- Texte à analyser

---

Considérations finales

Nous vivons un moment historique original : l’homme est encouragé à choisir sa propre forme physique, à devenir le concepteur de sa corporéité, soit présente, soit future, dans la mesure où il s’est doté de technologies qui lui permettent de se dégager d’une grande partie des « lois de la nature » par des actes délibérés tenant du libre choix (Munier 2013).

Dans l’idéologie humaniste,

La technique doit être appropriée, « maîtrisée », « socialisée » puisqu’elle est un prolongement de l’homme, mais elle demeure distincte de lui, sinon le corps risquerait d’être « perdu » [...].

Musso 2013 : 142

Dans le phénomène contemporain du body hacking, par contre, de même que pour les technologies actuelles visant à surmonter le corps normatif des sciences biomédicales :

Nous sommes désormais possédés par nos technologies, au sens propre du terme – c’est-à-dire qu’en les utilisant nous ne sommes plus nous, nous devenons autres. Ces techniques posthumaines ne sont donc pas des technologies de la désaffectation [...] mais au contraire des techniques de la réaffectation.

---

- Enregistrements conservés
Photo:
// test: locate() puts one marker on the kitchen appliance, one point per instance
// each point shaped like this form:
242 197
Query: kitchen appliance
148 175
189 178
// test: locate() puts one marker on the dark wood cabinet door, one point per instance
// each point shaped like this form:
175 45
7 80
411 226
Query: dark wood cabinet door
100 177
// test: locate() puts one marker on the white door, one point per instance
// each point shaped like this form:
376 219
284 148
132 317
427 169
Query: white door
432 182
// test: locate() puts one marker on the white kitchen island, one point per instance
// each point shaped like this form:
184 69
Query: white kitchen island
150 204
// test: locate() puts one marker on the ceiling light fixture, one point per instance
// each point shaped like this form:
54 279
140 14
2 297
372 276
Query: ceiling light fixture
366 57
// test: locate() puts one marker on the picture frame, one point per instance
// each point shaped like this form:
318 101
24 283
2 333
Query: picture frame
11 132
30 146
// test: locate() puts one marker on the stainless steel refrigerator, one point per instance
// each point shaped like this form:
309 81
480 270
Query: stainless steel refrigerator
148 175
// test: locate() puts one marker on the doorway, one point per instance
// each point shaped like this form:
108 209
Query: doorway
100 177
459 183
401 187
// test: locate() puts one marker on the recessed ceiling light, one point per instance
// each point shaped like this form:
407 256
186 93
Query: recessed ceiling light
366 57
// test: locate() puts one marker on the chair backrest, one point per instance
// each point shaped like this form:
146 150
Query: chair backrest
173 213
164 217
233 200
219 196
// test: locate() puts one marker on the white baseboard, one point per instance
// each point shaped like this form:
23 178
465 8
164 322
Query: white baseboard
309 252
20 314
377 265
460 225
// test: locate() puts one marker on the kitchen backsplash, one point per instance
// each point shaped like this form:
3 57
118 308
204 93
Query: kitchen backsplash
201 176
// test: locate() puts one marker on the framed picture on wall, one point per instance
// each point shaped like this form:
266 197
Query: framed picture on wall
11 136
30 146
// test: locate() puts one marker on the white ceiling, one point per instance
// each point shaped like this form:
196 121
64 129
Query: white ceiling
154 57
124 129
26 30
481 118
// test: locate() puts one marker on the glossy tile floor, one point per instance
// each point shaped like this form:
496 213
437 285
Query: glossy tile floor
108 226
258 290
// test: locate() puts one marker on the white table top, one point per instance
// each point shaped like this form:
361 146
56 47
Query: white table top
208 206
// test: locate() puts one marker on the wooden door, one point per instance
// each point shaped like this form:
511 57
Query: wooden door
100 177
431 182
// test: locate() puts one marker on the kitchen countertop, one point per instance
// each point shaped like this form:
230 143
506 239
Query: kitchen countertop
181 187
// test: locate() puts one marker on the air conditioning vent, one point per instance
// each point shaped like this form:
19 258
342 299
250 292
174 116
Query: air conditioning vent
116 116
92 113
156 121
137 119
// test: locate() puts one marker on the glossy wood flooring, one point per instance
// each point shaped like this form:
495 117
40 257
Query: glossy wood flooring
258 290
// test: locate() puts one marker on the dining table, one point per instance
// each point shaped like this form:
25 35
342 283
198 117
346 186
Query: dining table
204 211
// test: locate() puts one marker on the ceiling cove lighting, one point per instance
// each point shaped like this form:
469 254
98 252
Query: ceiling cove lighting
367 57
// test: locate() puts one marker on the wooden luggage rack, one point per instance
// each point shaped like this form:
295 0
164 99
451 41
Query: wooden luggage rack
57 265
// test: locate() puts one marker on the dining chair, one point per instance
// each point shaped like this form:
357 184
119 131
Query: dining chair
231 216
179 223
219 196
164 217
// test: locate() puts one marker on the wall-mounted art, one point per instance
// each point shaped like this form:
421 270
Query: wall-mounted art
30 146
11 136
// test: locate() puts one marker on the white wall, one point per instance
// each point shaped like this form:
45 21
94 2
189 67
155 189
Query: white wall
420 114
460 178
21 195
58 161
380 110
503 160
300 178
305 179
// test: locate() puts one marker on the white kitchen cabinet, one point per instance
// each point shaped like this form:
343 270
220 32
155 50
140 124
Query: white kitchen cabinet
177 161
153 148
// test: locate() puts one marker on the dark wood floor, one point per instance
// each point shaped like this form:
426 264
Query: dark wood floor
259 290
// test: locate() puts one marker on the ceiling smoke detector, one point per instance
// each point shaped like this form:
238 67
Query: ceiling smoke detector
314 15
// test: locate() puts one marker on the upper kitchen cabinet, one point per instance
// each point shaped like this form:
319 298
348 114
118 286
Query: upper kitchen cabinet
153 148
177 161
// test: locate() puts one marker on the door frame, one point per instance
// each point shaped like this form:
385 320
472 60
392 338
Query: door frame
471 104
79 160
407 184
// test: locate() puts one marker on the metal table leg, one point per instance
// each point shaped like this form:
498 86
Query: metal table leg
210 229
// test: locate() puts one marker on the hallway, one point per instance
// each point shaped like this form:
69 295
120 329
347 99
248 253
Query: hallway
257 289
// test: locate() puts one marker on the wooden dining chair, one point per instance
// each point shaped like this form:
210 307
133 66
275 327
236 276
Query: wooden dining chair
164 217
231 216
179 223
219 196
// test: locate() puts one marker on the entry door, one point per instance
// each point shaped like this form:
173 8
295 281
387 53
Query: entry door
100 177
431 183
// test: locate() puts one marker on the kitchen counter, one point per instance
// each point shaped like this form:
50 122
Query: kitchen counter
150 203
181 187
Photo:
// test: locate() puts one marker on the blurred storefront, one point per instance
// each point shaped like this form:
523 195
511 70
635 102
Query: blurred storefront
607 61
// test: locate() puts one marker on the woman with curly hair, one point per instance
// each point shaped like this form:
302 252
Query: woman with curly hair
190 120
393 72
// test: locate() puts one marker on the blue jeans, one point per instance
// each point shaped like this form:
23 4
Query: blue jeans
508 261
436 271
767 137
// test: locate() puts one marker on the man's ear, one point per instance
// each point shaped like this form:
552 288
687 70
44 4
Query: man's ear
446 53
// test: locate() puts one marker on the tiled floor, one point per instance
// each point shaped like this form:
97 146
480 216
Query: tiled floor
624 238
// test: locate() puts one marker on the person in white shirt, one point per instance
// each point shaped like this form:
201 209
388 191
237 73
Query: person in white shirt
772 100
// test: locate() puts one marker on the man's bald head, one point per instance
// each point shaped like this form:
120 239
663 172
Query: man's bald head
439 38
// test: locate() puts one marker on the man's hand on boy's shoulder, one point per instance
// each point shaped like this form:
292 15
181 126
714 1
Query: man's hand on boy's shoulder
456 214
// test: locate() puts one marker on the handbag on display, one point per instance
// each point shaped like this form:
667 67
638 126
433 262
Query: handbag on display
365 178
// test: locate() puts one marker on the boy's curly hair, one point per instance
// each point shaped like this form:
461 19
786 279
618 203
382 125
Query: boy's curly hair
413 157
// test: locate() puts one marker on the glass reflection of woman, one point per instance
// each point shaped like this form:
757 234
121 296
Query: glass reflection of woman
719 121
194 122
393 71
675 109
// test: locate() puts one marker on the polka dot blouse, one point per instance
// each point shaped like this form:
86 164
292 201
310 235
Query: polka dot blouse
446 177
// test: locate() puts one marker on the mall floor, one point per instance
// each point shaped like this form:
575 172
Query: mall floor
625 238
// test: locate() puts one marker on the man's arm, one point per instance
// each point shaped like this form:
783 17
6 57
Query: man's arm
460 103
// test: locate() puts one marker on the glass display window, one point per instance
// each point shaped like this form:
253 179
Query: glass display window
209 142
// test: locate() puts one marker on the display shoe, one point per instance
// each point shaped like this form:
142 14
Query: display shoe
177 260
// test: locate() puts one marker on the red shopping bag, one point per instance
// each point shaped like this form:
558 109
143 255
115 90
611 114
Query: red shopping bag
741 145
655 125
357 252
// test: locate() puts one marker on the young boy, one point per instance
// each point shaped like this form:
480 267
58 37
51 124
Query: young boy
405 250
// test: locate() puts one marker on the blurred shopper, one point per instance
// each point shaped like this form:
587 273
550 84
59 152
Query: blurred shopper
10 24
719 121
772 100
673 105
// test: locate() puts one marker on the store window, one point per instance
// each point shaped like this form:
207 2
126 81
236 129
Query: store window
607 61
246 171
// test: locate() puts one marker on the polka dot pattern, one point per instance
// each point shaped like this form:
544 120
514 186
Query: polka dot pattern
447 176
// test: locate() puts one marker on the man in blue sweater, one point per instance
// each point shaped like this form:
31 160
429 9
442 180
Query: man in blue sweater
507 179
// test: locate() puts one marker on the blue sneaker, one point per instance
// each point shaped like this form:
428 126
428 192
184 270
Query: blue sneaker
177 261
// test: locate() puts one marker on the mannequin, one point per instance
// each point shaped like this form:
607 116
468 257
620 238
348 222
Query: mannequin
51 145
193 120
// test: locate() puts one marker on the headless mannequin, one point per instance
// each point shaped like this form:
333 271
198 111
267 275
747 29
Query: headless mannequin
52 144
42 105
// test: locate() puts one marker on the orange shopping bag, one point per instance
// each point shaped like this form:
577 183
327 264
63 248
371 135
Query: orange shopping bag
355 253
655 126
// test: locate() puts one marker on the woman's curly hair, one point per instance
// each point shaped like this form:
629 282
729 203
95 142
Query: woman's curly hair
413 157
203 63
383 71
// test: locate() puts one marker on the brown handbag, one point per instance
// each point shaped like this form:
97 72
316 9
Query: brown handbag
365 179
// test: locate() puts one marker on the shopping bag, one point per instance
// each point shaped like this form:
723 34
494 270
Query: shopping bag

---

- Travail à faire
**A)** Recopiez le passage du texte à analyser qui commence par « Dans le phénomène » et se poursuit jusqu'à « de la réaffectation. ».
**B)** Relevez toutes les expressions placées entre guillemets dans le texte à analyser.

- Réponses par consigne
**A)**
Dans le phénomène contemporain du body hacking, par contre, de même que pour les technologies actuelles visant à surmonter le corps normatif des sciences biomédicales :

Nous sommes désormais possédés par nos technologies, au sens propre du terme – c’est-à-dire qu’en les utilisant nous ne sommes plus nous, nous devenons autres. Ces techniques posthumaines ne sont donc pas des technologies de la désaffectation [...] mais au contraire des techniques de la réaffectation.

**B)** « lois de la nature », « maîtrisée », « socialisée », « perdu »